== Extracted entries ==

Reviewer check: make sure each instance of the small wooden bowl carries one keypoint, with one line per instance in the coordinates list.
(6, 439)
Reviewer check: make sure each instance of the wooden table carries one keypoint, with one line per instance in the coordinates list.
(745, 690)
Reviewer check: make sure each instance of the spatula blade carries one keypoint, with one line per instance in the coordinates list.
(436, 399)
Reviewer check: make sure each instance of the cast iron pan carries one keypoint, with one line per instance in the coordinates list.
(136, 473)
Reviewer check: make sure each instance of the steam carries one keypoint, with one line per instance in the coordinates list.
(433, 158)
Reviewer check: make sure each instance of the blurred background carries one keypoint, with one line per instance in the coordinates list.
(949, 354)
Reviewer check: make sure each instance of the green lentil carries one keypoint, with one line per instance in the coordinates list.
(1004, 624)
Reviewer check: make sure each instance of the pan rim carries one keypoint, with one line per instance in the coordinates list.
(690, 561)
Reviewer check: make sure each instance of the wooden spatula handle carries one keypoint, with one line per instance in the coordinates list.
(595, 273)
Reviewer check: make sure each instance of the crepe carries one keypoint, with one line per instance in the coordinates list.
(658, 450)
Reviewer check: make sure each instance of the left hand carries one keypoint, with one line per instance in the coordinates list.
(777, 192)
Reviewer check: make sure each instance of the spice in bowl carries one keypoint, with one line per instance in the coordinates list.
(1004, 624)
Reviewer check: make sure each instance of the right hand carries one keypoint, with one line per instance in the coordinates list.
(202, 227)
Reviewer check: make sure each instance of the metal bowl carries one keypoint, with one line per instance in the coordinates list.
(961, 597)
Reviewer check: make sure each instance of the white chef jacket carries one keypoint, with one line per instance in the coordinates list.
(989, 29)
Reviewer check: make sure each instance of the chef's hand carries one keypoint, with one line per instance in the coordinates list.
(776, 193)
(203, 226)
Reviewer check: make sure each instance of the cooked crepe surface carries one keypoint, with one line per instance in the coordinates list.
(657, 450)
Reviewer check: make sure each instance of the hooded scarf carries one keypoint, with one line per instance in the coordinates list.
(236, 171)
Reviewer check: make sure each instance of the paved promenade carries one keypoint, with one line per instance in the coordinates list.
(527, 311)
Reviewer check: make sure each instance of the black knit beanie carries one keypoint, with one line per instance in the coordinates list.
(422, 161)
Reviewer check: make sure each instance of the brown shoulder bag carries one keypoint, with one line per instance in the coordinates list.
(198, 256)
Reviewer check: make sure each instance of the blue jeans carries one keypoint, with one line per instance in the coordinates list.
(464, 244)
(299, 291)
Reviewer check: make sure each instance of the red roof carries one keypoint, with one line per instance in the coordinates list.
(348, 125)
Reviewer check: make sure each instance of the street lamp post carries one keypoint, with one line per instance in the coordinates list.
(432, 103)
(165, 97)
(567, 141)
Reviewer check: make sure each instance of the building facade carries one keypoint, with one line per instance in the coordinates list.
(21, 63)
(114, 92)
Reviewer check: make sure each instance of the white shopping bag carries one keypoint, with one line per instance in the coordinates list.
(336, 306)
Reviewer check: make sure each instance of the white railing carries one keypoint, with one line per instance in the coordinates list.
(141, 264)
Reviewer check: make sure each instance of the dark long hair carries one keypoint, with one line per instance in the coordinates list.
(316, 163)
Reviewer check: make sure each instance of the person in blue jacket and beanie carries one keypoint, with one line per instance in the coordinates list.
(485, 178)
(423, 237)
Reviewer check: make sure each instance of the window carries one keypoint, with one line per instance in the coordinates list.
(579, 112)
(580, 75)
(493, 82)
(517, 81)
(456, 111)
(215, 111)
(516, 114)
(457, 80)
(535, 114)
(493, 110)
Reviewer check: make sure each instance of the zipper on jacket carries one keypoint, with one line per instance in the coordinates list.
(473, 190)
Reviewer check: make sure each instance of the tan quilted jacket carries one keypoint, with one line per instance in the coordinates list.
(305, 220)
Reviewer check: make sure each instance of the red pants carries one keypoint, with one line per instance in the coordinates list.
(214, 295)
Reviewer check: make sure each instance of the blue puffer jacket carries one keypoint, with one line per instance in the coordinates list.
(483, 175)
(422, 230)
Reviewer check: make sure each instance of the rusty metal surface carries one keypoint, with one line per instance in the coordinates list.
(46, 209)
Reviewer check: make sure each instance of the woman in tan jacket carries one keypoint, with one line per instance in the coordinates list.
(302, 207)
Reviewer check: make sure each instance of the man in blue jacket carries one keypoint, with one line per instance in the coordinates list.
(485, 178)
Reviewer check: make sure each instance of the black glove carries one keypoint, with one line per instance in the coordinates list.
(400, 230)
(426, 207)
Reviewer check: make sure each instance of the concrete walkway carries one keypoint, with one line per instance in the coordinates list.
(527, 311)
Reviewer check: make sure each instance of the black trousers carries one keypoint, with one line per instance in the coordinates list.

===

Stated exercise: Revise all of the material above by replacing "coordinates list" with "point list" throughout and leaving everything else unchanged.

Task answer:
Reviewer check: make sure each instance of the small wooden bowl carries one keypoint, with one line per instance in the point list.
(6, 439)
Reviewer check: make sure each instance of the wooden table carries one keypoint, with one line per instance in the point list.
(745, 690)
Reviewer check: make sure each instance of the spatula blade carries one keypoint, with one line per instance in the point list.
(436, 399)
Reviewer check: make sure each instance of the cast iron pan carries one keypoint, with one line per instance in the point list.
(136, 473)
Reviewer check: make sure each instance of the steam carries one keypoint, with one line per instance in the point list.
(433, 158)
Reviewer check: make sure each instance of the blurred background carries one keypoint, with one line per instance in the point list.
(949, 354)
Reviewer check: make sure each instance of the green lentil carries one keypoint, with one line per instance in the point list.
(1004, 624)
Reviewer check: make sure each instance of the pan rim carries one keypoint, with one line per instance in the point list.
(690, 561)
Reviewer check: make sure each instance of the wooden spatula handle carries one keypoint, with one line per instance in the point list.
(595, 273)
Reviewer check: make sure each instance of the crepe carries one keypoint, with one line per instance in the point list.
(658, 450)
Reviewer check: make sure each instance of the left hand carries one keypoint, with one line per instance in the point list.
(777, 192)
Reviewer check: make sure each instance of the spice in bowl carries one keypoint, with one line per instance in the point list.
(1004, 624)
Reviewer check: make sure each instance of the right hand carries one keypoint, with one line per instance in the point list.
(202, 227)
Reviewer check: make sure each instance of the metal bowl carries one keypoint, with one line per instance in the point list.
(961, 597)
Reviewer check: make sure each instance of the white chef jacket carries one keypoint, with one line per instance in the point list.
(989, 29)
Reviewer check: make sure each instance of the chef's hand carries one keypoint, with one line per instance in the point list.
(776, 193)
(203, 226)
Reviewer check: make sure each instance of the cooked crepe surface carries one keypoint, with one line per instance in the point list.
(657, 450)
Reviewer check: make sure each instance of the hooded scarf carries one keypoint, with one line per instance in the point list.
(236, 171)
Reviewer check: make sure each instance of the paved promenade carries one keypoint, with one line per instance in the point list.
(527, 311)
Reviewer check: make sure each instance of the black knit beanie carries one keypoint, with one line per instance in the point list.
(422, 161)
Reviewer check: make sure each instance of the brown shoulder bag carries one keypoint, with one line per instance in the point list.
(198, 256)
Reviewer check: make sure each instance of the blue jeans carries one keypoint, with one line per instance in the point list.
(464, 244)
(299, 291)
Reviewer check: make sure each instance of the red roof carries one keypoint, with one line per instance in the point list.
(348, 125)
Reviewer check: make sure each instance of the street lamp post carries one keypoint, with one line per instance in the point list.
(432, 103)
(165, 97)
(567, 141)
Reviewer check: make sure each instance of the building facade carries one keypoint, with one line per instance in the point list.
(21, 63)
(114, 92)
Reviewer check: make sure each instance of the white shopping bag carries one keypoint, with one line per instance in the point list.
(336, 306)
Reviewer check: make sure each instance of the white railing carries one keypoint, with one line per instance in the point list.
(141, 264)
Reviewer check: make sure each instance of the dark long hair carries one keypoint, with one line per instance in the point list.
(316, 163)
Reviewer check: make sure each instance of the person in blue jacket and beanie carries one keypoint, with one line per instance in the point list.
(485, 178)
(423, 237)
Reviewer check: make sure each instance of the window carries one keypoint, with one line per instance in the point list.
(579, 112)
(580, 75)
(493, 82)
(517, 81)
(456, 111)
(215, 111)
(516, 114)
(457, 80)
(535, 114)
(493, 110)
Reviewer check: make sure each instance of the zipper on jacket carries one keypoint, with one line per instance in the point list.
(473, 190)
Reviewer check: make sure each instance of the tan quilted jacket carries one keypoint, with one line per instance in the point list.
(305, 220)
Reviewer check: make sure each instance of the red pants carries one keypoint, with one line per instance in the point list.
(214, 295)
Reviewer check: make sure each instance of the blue puffer jacket carries one keypoint, with one line per instance in the point list.
(483, 175)
(422, 230)
Reviewer check: make sure each instance of the rusty metal surface carries one keypoint, with one line per instance in the point list.
(46, 209)
Reviewer check: make sure each instance of the woman in tan jacket carries one keypoint, with one line per instance in the point list.
(302, 207)
Reviewer check: make sure each instance of the man in blue jacket carries one keypoint, with one line per instance in the point list.
(485, 178)
Reviewer check: make sure each instance of the black glove carries one keypoint, with one line per instance in the point list.
(400, 230)
(426, 207)
Reviewer check: make sure each instance of the concrete walkway carries one keypoint, with one line per instance in the point list.
(527, 311)
Reviewer check: make sure each instance of the black trousers carries one keypoint, with one line per instance in the point list.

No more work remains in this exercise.